*Directions*.
Word for word, copy every line of the data.

[Referring expression pointing data]

####

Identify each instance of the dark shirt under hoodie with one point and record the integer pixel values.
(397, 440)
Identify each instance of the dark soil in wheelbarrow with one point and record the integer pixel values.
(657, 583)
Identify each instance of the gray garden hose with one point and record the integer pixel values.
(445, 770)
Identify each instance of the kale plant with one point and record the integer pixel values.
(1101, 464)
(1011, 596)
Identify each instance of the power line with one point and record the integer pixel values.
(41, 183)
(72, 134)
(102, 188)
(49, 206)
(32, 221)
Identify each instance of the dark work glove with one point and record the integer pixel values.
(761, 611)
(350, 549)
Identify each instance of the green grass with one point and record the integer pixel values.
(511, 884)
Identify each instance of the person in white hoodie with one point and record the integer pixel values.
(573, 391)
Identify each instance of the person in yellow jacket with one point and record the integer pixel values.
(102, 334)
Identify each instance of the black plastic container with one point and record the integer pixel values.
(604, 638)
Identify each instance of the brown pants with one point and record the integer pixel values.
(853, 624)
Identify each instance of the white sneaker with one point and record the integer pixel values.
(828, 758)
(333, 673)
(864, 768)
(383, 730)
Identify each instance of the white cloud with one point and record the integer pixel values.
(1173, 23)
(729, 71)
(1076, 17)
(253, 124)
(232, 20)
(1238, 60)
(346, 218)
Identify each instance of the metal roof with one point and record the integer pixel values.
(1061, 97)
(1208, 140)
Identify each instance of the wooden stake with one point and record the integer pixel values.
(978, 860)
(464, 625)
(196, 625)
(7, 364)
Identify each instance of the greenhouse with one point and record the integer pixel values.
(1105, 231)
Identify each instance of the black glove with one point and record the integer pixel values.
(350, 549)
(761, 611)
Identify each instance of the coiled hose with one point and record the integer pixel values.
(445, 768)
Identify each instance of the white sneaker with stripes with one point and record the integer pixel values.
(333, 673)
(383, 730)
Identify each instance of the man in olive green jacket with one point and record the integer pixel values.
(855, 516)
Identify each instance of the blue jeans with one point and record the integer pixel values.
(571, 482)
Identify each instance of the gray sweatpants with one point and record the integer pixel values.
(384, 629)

####

*Result of this exercise*.
Identify each instance of the dark shirt under hoodie with one point and record the integer pixel values.
(397, 440)
Identify each instance of the dark soil in wheelbarrow with one point and record the integer pixel values.
(657, 583)
Identify each instance of the gray garden hose with one point and record the integer pixel values.
(445, 770)
Identify each instance of the kale plant with one point and record the integer pixel values.
(1101, 464)
(1011, 596)
Identify each instance of the power line with one point and record the integer pixel values.
(41, 183)
(72, 134)
(102, 188)
(49, 206)
(32, 221)
Identify each instance of the dark work glove with one point and record the integer pixel values.
(761, 611)
(350, 549)
Identify each instance of the green grass with one point and record the integer pixel values.
(511, 884)
Identify each instance of the person in white hoodie with one point and record the integer pixel values.
(573, 391)
Identify each instance of the person in yellow jacket with one point and record the integer pixel values.
(102, 334)
Identify each instance of the black plastic container with one point and record the integer pixel values.
(604, 638)
Identify each instance of the brown pants with one point and record the integer pixel values.
(853, 624)
Identify each instance of the white sneaker with one point and record the integer pixel values.
(828, 758)
(333, 673)
(864, 768)
(383, 730)
Identify each instance of the white cloud with one point and record the integer pixel values.
(1173, 23)
(729, 71)
(1076, 17)
(253, 124)
(232, 20)
(1238, 60)
(346, 218)
Identify each instance of the metal roof with one point and record the integer pixel values.
(1061, 97)
(1208, 140)
Identify each instance of the wooden stake with one point and record the integer pixel values.
(978, 860)
(464, 625)
(196, 625)
(7, 364)
Identify each instance of the greenhouse with one point and record the integer pixel values.
(1105, 231)
Identify each instance of the black glove with one point and record the integer pixel values.
(350, 549)
(761, 611)
Identify each instance of the coiled hose with one point and record the integer pixel values.
(445, 768)
Identify each instance of the white sneaker with stripes with one point and record the integer pixel values.
(333, 673)
(383, 730)
Identify each instance of the man in olive green jacket with one point and record the integer pixel values.
(855, 516)
Identify each instance of the blue jeans with one point and record the integer pixel values.
(571, 482)
Identify each instance of the gray sweatpants with one point and record the integer pixel values.
(384, 629)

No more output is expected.